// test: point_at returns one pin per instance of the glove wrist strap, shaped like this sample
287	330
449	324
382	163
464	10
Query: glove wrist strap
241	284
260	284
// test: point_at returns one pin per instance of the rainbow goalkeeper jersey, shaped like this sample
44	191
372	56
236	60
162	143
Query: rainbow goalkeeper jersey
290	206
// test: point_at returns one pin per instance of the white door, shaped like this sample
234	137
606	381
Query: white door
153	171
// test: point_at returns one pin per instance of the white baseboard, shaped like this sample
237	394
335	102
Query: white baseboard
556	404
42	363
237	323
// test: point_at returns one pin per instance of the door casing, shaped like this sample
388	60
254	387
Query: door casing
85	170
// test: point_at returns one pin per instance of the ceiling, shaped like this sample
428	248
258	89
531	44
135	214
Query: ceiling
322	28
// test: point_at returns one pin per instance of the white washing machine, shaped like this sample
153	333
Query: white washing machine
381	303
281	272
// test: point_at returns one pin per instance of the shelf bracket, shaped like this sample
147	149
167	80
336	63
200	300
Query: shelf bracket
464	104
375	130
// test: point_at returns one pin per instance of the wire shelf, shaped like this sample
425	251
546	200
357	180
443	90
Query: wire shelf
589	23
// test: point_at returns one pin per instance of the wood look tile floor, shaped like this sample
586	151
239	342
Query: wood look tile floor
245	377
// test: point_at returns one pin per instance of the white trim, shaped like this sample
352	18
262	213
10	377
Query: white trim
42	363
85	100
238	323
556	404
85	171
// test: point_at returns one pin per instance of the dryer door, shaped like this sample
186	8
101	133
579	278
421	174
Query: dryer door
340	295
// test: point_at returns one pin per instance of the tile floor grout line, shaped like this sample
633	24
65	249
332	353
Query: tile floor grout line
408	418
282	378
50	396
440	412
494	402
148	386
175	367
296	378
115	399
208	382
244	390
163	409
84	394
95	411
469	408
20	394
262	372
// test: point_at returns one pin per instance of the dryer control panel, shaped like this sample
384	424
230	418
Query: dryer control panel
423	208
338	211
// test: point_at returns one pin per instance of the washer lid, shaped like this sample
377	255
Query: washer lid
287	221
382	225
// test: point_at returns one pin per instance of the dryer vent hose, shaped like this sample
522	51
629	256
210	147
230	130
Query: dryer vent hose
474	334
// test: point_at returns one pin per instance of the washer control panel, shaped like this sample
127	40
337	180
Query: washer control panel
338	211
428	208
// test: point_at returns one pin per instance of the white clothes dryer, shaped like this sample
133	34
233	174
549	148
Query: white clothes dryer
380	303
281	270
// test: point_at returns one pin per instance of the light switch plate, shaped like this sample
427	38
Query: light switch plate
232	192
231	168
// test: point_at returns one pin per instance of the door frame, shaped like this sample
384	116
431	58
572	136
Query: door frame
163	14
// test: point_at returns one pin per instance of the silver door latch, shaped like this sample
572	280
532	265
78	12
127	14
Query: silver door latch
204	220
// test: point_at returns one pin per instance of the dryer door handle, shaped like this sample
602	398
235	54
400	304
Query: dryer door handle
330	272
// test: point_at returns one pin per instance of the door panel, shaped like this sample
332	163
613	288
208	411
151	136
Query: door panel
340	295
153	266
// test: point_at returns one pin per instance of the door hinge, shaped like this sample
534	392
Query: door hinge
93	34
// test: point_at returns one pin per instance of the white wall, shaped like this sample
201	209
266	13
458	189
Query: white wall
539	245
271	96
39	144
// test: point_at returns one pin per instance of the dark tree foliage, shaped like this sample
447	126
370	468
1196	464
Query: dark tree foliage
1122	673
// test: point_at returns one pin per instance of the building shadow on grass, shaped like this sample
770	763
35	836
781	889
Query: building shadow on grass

■ **PROBLEM REQUIREMENTS**: Once you find the string "grass" in a line of the records, copy that line.

■ **ANSWER BOX**:
// test: point_at returns one pin per instance of the building shadow on grass, shaped like this sample
Query: building shadow on grass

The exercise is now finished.